**Passage given**

^^^^^^^^^^^^^^^^

One definition of the knowledge economy, taken from today’s overwhelmingly popular web knowledge resource, wikipedia, defines the knowledge economy as the use of knowledge technologies (such as knowledge engineering and knowledge management) to produce economic benefits.
Clearly, it is important for language services to be classified and advertised as a part, nay a critical and indispensable part, of the knowledge economy for three reasons:
a) Language services ARE an integral part of today’s knowledge economy. The wheels of globalization, itself predicated on a knowledge economy, would grind to a halt without language services.
b) Language services are not accorded the recognition they deserve in today’s comprehensive march towards globalization. Being classified as a component of the knowledge economy will confer on them the status they truly deserve.
c) Payment for language services is not commensurate with the benefits they bring to the world economy. Once they get due recognition, pay scales will be revised accordingly by market forces.
No one can argue that language services such as translation or interpretation do not produce economic benefits. What has to be driven home is the magnitude of economic benefits produced.
i) While language services produce no tangible products or sales (apart from the language services sold themselves), the intangible effects of localization on product sales are substantial.

^^^^^^^^^^^^^^^^

**Data**

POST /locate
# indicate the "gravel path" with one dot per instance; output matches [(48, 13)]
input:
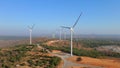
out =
[(71, 64)]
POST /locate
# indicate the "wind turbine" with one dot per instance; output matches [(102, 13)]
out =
[(31, 29), (71, 32)]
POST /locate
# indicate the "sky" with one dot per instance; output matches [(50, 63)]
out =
[(99, 16)]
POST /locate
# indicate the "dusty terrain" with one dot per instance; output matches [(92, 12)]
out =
[(106, 63)]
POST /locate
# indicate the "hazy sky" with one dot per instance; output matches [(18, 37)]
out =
[(99, 16)]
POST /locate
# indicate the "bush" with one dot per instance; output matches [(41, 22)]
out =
[(79, 59)]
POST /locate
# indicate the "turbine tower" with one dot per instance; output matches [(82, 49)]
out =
[(71, 32), (30, 30)]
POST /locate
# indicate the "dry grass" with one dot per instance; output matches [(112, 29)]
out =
[(107, 63)]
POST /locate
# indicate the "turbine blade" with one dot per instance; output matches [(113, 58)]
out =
[(65, 27), (77, 20), (32, 26)]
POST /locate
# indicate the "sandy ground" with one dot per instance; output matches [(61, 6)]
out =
[(106, 63)]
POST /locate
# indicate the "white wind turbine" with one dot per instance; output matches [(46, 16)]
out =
[(31, 29), (71, 31)]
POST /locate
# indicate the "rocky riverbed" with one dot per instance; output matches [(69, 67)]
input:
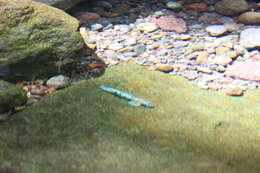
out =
[(197, 41)]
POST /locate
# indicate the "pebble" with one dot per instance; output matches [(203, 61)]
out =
[(216, 30), (147, 27), (231, 7), (250, 38), (200, 7), (115, 46), (170, 23), (222, 60), (59, 81), (248, 70), (234, 92), (174, 41), (250, 17), (164, 67), (96, 27)]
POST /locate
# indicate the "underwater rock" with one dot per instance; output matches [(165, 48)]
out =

^^^^^^^^^^^^^^^^

**Problems**
1. In the passage on language services, what would happen to the wheels of globalization without language services?
2. Write the next part of the passage on language services, picking up after its last sentence.
The data above has no role in any of this.

**Outputs**
1. They would grind to a halt.

2.
ii) Language services also enhance global collaboration, nay, are the very factor that make it possible . Ask any two multinational companies what underpins their process of collaboration. The answer: a Memorandum of Understanding or some sort of Legal Agreement drawn up in the languages of the countries of the participating companies. So language services are required for global collaboration to even be initiated. And that global collaboration produces economic benefits is a fact.
It is therefore, indisputable that language services are a knowledge technology and that they produce considerable intangible economic benefits that are critical to the production of a host of tangible economic benefits.
That being established, we as language service providers, can go a step further, and claim that language services are the very bedrock of the knowledge economy. However, what is it that makes language services stand out as a special knowledge-based service? There exist today many knowledge-based technologies, such as information technology, software engineering, artificial intelligence technologies, cognitive sciences, etc. Why are language services unique?
An analogy with a natural phenomenon can drive home the point. Just as the light of the sun is the very essence of the sun’s ability to illumine, language is the very essence of all knowledge. Just as the light of the sun illumines all objects in the solar system, language is used to describe all known phenomena in our known universe, and therefore forms the very backbone of all human knowledge. While knowledge is domain-specific, language is meta-knowledge. Language services are hence very special, since no knowledge is possible without language.
Language services will thus form the very bedrock of the global knowledge economy going forward. It is time language services are accorded their rightful place in the global economy. In terms of recognition. In terms of stature. And yes, in terms of remuneration.